Passage source.
• • • •

Il y a valeur et valeur : valeur qui rime avec le prestige, et valeur qui rime avec dollars. Le problème de la Pegasus World Cup est qu’elle est certainement bien trop jeune pour séduire par le prestige, qui rime souvent avec histoire…

Adieu à la médication. Le groupe Stronach, qui gère Santa Anita, a dû faire face à un feu de critiques suite aux accidents mortels durant l’hiver sur l’hippodrome. La blessure mortelle de Mongolian Groom (Hightail) dans la Breeders’ Cup Classic, à Santa Anita, a remis de l’huile sur le feu. Le groupe Stronach, en début d’année, avait annoncé son intention d’interdire la médication et la cravache sur ses hippodromes. La réunion de la Pegasus World Cup va mettre en place une de ses mesures : adieu médication, y compris le Lasix.

• • • •

Données fournies.
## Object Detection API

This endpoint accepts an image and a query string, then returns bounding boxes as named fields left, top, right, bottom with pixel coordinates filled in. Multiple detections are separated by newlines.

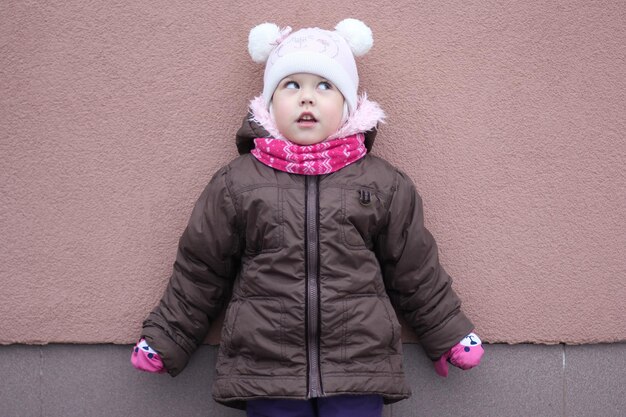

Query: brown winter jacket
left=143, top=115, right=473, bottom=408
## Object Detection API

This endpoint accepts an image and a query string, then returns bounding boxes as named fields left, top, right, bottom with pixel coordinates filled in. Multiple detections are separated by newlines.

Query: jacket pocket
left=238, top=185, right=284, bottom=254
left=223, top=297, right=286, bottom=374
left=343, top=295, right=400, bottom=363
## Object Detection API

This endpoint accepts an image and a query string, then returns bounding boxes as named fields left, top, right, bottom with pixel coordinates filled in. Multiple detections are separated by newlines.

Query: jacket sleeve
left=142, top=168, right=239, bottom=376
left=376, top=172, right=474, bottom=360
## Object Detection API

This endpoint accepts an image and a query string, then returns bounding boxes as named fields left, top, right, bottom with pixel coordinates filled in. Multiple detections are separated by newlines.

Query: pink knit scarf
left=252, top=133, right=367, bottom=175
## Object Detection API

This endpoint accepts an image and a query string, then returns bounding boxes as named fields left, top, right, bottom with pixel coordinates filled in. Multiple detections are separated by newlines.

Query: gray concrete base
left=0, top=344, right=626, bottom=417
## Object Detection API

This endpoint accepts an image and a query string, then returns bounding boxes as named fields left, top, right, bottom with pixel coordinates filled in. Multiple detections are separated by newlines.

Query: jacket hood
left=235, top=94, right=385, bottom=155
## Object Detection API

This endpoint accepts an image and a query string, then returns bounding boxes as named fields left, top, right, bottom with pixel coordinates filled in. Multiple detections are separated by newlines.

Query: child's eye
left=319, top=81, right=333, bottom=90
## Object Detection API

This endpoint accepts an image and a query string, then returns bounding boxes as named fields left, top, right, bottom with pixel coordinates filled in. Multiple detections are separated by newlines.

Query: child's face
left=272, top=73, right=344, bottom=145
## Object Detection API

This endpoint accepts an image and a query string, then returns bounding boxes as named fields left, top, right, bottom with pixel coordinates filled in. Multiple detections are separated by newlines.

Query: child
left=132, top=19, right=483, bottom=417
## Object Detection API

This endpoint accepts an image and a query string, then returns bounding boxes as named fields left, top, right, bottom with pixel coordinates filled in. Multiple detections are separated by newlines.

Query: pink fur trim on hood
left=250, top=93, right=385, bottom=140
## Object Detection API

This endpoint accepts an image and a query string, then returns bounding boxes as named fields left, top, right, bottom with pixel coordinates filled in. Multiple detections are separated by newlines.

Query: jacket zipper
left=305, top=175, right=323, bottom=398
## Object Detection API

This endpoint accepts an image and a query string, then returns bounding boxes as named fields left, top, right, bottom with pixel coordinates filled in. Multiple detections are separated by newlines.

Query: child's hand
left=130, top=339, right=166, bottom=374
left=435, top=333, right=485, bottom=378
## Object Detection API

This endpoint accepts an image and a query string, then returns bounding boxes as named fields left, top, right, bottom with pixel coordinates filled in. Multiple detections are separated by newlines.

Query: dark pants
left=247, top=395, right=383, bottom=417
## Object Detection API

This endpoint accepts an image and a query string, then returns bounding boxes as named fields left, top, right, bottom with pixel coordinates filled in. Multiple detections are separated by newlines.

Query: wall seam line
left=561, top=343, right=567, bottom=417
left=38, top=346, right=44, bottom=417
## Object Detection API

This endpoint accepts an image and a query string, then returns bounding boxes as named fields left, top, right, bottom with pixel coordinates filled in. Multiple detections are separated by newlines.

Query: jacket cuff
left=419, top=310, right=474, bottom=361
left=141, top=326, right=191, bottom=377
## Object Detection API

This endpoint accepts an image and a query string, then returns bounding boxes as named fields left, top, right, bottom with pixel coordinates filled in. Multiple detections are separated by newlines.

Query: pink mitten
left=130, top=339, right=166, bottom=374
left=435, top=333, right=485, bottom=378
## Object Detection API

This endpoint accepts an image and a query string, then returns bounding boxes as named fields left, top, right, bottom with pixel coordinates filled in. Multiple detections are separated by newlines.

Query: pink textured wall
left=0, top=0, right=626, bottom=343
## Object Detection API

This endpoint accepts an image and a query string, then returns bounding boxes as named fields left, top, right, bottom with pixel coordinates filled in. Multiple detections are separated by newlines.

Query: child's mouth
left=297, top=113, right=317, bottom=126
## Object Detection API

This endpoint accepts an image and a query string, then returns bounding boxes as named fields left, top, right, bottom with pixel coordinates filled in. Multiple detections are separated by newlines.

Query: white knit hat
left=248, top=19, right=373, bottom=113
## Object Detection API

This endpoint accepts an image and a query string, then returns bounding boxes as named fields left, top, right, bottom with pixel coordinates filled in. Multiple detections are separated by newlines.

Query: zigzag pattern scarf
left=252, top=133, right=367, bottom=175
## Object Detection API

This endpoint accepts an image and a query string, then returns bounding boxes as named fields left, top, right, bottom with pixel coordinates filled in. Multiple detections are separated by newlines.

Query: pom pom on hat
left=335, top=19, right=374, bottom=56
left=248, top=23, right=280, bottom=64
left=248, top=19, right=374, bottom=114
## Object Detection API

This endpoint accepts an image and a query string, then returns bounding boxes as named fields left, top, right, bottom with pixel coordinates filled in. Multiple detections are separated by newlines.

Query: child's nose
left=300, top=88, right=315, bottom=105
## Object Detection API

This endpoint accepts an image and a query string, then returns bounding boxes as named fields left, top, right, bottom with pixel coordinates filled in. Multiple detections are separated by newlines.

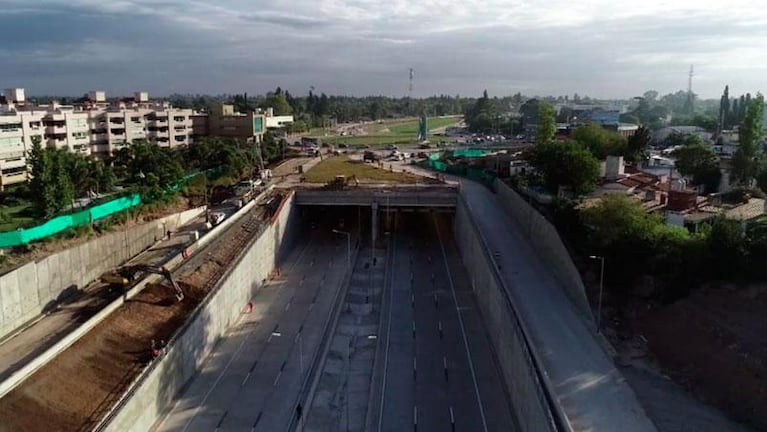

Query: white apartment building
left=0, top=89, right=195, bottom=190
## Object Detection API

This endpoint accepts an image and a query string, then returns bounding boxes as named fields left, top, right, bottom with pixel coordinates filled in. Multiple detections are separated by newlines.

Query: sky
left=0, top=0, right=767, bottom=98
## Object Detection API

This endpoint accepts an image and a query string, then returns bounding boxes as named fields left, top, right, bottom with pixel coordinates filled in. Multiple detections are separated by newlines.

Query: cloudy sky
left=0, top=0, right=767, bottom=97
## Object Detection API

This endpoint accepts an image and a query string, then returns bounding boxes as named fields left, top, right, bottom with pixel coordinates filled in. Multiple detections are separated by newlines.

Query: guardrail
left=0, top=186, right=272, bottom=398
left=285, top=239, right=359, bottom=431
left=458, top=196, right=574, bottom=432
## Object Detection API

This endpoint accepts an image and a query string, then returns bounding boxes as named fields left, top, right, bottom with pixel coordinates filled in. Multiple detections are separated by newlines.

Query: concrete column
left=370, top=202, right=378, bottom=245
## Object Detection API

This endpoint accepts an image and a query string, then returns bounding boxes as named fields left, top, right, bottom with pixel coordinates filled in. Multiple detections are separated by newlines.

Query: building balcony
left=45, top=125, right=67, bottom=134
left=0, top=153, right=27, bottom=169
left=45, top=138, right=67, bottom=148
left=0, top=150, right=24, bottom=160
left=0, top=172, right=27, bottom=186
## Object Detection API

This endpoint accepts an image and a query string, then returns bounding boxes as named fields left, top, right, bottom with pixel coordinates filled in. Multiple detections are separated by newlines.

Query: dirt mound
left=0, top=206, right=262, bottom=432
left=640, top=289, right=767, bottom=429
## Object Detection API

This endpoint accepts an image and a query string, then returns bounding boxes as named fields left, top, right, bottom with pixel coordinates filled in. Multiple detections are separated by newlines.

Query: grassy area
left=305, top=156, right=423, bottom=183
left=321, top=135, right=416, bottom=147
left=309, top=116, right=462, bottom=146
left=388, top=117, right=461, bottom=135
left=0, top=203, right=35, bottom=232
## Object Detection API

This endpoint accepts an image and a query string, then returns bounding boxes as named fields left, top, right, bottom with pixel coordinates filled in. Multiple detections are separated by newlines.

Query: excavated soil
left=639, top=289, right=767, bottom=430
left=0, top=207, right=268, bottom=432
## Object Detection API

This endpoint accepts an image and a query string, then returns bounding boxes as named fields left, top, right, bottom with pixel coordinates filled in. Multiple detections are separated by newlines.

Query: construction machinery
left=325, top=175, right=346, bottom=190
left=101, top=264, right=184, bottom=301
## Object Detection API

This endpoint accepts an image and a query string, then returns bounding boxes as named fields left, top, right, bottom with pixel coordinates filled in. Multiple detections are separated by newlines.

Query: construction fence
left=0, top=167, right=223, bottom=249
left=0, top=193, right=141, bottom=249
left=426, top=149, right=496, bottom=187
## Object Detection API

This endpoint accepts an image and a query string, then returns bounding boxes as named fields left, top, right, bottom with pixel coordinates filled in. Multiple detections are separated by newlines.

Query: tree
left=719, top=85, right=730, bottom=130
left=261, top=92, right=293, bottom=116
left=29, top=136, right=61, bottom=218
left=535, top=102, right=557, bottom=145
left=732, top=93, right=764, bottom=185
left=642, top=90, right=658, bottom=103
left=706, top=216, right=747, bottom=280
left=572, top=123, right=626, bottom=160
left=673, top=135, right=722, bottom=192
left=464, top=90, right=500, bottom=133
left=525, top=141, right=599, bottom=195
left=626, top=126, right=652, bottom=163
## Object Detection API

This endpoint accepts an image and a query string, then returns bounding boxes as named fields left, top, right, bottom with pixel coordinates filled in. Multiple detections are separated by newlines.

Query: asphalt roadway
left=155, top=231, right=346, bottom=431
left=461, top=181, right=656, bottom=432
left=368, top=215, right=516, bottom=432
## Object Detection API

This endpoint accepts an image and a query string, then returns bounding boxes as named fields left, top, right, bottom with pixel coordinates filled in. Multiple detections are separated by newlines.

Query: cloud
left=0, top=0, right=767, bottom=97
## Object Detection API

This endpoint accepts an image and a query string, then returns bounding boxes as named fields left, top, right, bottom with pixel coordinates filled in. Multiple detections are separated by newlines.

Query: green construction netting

• • • •

Travail demandé.
A) Répondez à ces questions d'après le passage source :
(i) Pourquoi la Pegasus World Cup peut-elle difficilement séduire par le prestige ?
(ii) Quel groupe gère Santa Anita ?
(iii) Dans quelle course Mongolian Groom a-t-il subi une blessure mortelle ?
B) Recopiez le segment du passage source allant de « Adieu à la médication. » jusqu'à « compris le Lasix. » inclus.
Les entrées n'ont aucun lien avec le passage source.

Réponses par tâche.
A)
(i) Elle est certainement bien trop jeune pour cela.
(ii) Le groupe Stronach.
(iii) Dans la Breeders' Cup Classic, à Santa Anita.

B)
Adieu à la médication. Le groupe Stronach, qui gère Santa Anita, a dû faire face à un feu de critiques suite aux accidents mortels durant l’hiver sur l’hippodrome. La blessure mortelle de Mongolian Groom (Hightail) dans la Breeders’ Cup Classic, à Santa Anita, a remis de l’huile sur le feu. Le groupe Stronach, en début d’année, avait annoncé son intention d’interdire la médication et la cravache sur ses hippodromes. La réunion de la Pegasus World Cup va mettre en place une de ses mesures : adieu médication, y compris le Lasix.